[Point labeling dataset excerpts]

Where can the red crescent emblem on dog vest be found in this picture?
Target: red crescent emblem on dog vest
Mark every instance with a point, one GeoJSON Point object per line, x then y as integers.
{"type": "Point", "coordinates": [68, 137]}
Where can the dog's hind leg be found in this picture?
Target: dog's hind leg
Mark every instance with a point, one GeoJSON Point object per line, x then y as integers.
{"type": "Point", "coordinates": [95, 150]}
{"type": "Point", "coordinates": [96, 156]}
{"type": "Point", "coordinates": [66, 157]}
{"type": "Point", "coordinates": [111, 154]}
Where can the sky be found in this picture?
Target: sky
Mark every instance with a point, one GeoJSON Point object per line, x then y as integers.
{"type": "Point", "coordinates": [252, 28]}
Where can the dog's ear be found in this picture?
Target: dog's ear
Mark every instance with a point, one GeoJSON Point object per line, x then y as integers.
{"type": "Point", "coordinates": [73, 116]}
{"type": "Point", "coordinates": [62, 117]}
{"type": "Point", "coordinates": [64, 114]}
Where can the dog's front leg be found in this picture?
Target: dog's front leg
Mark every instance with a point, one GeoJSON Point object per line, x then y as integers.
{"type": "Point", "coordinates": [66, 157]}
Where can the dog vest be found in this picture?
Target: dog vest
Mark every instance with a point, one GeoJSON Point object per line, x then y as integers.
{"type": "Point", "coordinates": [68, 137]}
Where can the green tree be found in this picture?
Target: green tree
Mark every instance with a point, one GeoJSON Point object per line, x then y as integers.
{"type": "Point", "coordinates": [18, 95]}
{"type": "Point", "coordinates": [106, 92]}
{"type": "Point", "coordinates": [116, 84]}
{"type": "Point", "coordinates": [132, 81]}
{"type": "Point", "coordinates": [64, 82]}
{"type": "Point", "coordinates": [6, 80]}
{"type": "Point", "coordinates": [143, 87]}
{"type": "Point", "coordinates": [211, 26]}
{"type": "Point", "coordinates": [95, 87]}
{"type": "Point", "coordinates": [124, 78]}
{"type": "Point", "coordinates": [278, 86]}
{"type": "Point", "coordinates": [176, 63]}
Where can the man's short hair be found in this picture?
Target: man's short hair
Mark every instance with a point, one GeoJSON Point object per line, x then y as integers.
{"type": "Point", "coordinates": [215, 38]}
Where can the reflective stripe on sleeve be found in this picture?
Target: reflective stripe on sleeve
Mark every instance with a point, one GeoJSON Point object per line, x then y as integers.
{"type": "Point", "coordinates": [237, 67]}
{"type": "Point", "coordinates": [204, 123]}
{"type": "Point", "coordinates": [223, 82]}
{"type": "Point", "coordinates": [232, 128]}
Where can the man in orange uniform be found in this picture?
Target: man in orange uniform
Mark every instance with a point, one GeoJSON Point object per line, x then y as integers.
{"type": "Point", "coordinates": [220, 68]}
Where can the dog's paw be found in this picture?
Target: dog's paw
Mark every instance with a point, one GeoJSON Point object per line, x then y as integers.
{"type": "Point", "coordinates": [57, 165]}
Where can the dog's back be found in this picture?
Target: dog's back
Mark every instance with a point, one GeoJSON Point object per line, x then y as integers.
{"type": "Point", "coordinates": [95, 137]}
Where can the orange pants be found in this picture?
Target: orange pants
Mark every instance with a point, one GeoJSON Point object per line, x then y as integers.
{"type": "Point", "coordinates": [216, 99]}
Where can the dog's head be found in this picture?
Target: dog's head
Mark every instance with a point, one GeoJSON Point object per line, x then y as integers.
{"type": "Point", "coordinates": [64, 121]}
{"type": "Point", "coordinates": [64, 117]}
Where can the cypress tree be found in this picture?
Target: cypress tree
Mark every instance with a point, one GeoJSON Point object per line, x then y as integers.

**Task directions:** Extract every entry above as it appears.

**Response to the exercise:**
Where can the red crescent emblem on dog vest be found in this picture?
Target: red crescent emblem on dog vest
Mark every instance with a point, one GeoJSON Point object per line, x then y as integers.
{"type": "Point", "coordinates": [68, 137]}
Where can the dog's hind leg be found in this picture?
Target: dog's hind leg
Mark every instance with a point, one GeoJSON Point object per line, x then y as integers.
{"type": "Point", "coordinates": [95, 150]}
{"type": "Point", "coordinates": [96, 156]}
{"type": "Point", "coordinates": [66, 157]}
{"type": "Point", "coordinates": [111, 154]}
Where can the sky be found in this picture?
Target: sky
Mark every instance with a point, one GeoJSON Point object per line, x then y as integers.
{"type": "Point", "coordinates": [252, 28]}
Where can the dog's ear be found in this picture?
Target: dog's ear
Mark every instance with a point, one GeoJSON Point object per line, x then y as integers.
{"type": "Point", "coordinates": [73, 116]}
{"type": "Point", "coordinates": [62, 117]}
{"type": "Point", "coordinates": [64, 114]}
Where can the dog's front leg be found in this picture?
Target: dog's front leg
Mark every instance with a point, one GeoJSON Point object per line, x then y as integers.
{"type": "Point", "coordinates": [66, 157]}
Where can the dog vest be found in this picture?
Target: dog vest
Mark every instance with a point, one GeoJSON Point object per line, x then y as integers.
{"type": "Point", "coordinates": [68, 137]}
Where can the green tree be found in this picture?
Target: green tree
Mark every instance with a point, one GeoJSON Point object per line, x then y as integers.
{"type": "Point", "coordinates": [18, 95]}
{"type": "Point", "coordinates": [106, 92]}
{"type": "Point", "coordinates": [116, 84]}
{"type": "Point", "coordinates": [132, 81]}
{"type": "Point", "coordinates": [64, 82]}
{"type": "Point", "coordinates": [6, 80]}
{"type": "Point", "coordinates": [143, 87]}
{"type": "Point", "coordinates": [211, 26]}
{"type": "Point", "coordinates": [95, 87]}
{"type": "Point", "coordinates": [124, 78]}
{"type": "Point", "coordinates": [278, 86]}
{"type": "Point", "coordinates": [176, 63]}
Where can the man's short hair be found in this picture?
Target: man's short hair
Mark every instance with a point, one GeoJSON Point object per line, x then y as integers.
{"type": "Point", "coordinates": [215, 38]}
Where can the reflective stripe on sleeve be found in this picture?
Target: reflective stripe on sleeve
Mark every instance with a point, one GeoJSON Point object per line, x then y as integers.
{"type": "Point", "coordinates": [237, 67]}
{"type": "Point", "coordinates": [204, 123]}
{"type": "Point", "coordinates": [223, 82]}
{"type": "Point", "coordinates": [232, 128]}
Where can the man in orange uniform be found in this picture?
Target: man in orange uniform
Mark every instance with a point, one GeoJSON Point object per line, x then y as integers.
{"type": "Point", "coordinates": [220, 68]}
Where can the dog's paw be found in this picture?
Target: dog's paw
Mark every instance with a point, one GeoJSON Point object per line, x then y as integers.
{"type": "Point", "coordinates": [57, 165]}
Where can the dog's back be found in this picture?
Target: dog's back
Mark every instance with a point, one GeoJSON Point object per line, x then y as integers.
{"type": "Point", "coordinates": [95, 137]}
Where can the orange pants be found in this picture?
Target: orange pants
Mark every instance with a point, one GeoJSON Point object per line, x then y as integers.
{"type": "Point", "coordinates": [216, 99]}
Where can the dog's head be found in this picture?
Target: dog's head
Mark every instance with a point, one GeoJSON Point object per line, x then y as integers.
{"type": "Point", "coordinates": [64, 121]}
{"type": "Point", "coordinates": [64, 117]}
Where can the cypress tree be found in this picture?
Target: cypress tree
Mark every instance with a point, one GeoJSON Point object per line, x then y as integers.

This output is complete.